**TASK PROMPT**
Could you return the data that follows exactly, minus the images?

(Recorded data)
/---

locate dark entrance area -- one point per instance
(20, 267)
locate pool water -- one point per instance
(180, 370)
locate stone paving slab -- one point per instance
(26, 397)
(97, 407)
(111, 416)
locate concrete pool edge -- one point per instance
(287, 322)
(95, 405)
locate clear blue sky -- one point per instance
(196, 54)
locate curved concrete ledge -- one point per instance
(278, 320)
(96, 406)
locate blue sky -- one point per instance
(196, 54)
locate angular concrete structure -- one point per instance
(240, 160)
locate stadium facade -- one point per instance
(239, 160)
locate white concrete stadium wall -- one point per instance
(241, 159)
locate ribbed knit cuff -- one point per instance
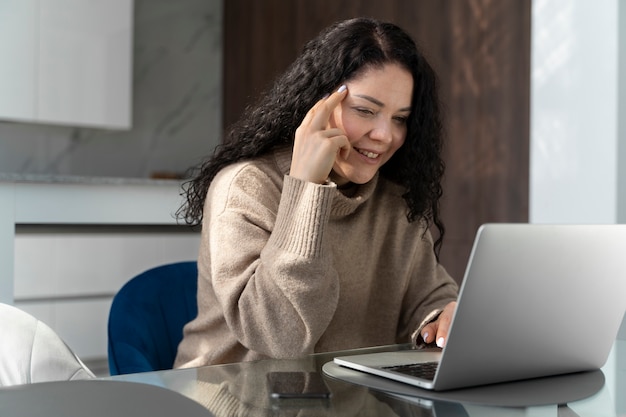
(302, 217)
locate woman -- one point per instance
(316, 211)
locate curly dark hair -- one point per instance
(339, 53)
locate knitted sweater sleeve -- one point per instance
(269, 266)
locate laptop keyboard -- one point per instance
(424, 370)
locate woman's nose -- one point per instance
(382, 132)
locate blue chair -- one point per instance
(147, 316)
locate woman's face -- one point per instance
(374, 117)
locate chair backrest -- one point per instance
(147, 317)
(30, 351)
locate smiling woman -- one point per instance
(316, 213)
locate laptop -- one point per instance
(536, 300)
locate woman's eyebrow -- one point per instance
(378, 102)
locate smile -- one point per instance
(370, 155)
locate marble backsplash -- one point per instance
(177, 112)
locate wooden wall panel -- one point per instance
(481, 51)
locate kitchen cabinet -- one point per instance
(67, 62)
(66, 248)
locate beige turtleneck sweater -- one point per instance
(287, 267)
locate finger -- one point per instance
(321, 115)
(429, 332)
(443, 324)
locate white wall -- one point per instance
(177, 78)
(575, 105)
(578, 132)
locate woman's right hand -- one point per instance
(317, 145)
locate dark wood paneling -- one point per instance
(481, 51)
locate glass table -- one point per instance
(241, 389)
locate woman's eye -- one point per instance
(365, 112)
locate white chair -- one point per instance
(30, 351)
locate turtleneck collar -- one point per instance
(342, 204)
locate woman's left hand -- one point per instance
(437, 331)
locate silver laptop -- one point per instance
(536, 300)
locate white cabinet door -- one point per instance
(18, 52)
(85, 61)
(66, 62)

\---

**EXERCISE RESPONSE**
locate dark entrance area -- one point per instance
(20, 267)
locate pool water -- one point per instance
(180, 370)
locate stone paving slab -- one point per instance
(26, 397)
(97, 407)
(111, 416)
locate concrete pool edge -- one point per instance
(287, 322)
(95, 405)
locate clear blue sky -- one point per instance
(196, 54)
locate curved concrete ledge -- one point per instance
(278, 320)
(96, 406)
locate blue sky -- one point per instance
(196, 54)
locate angular concrete structure -- one point per instance
(240, 160)
locate stadium facade -- one point per instance
(239, 160)
locate white concrete stadium wall -- one point per instance
(241, 159)
locate ribbed knit cuff -- one point per instance
(302, 217)
locate woman -- one point per instance
(316, 211)
locate curly dark hair -- one point per instance
(339, 53)
locate knitted sweater sleeve -- one point per instance
(269, 266)
locate laptop keyboard -- one point per instance
(424, 370)
locate woman's nose -- one point per instance
(382, 132)
locate blue chair -- one point per instance
(147, 316)
locate woman's face -- one point per instance
(374, 117)
locate chair backrest -- one point per instance
(147, 317)
(30, 351)
locate smiling woman -- one point per instance
(316, 213)
locate laptop -- one point per instance
(536, 300)
locate woman's eyebrow -- one point per instance
(378, 102)
locate smile -- one point per instance
(370, 155)
locate marble backsplash -- one point per instance
(177, 112)
locate wooden wall panel -- one point per instance
(481, 51)
locate kitchen cabinet -- one point per instance
(67, 62)
(66, 248)
locate beige turtleneck sweater -- one point per instance
(287, 267)
locate finger -- one point per instance
(321, 115)
(429, 332)
(443, 324)
locate white wall -- one point per instance
(177, 78)
(575, 105)
(578, 132)
locate woman's right hand -- one point per instance
(317, 145)
locate dark wood paneling -- one point per instance
(481, 51)
locate glass table -- one point per instance
(241, 389)
locate woman's eye -- one point per instance
(365, 112)
locate white chair -- one point per instance
(30, 351)
locate turtleneck collar -- one point per instance
(342, 204)
locate woman's left hand -- one point per instance
(437, 331)
locate silver laptop -- one point per instance
(536, 300)
locate white cabinet door -- one point per instance
(18, 52)
(85, 61)
(66, 62)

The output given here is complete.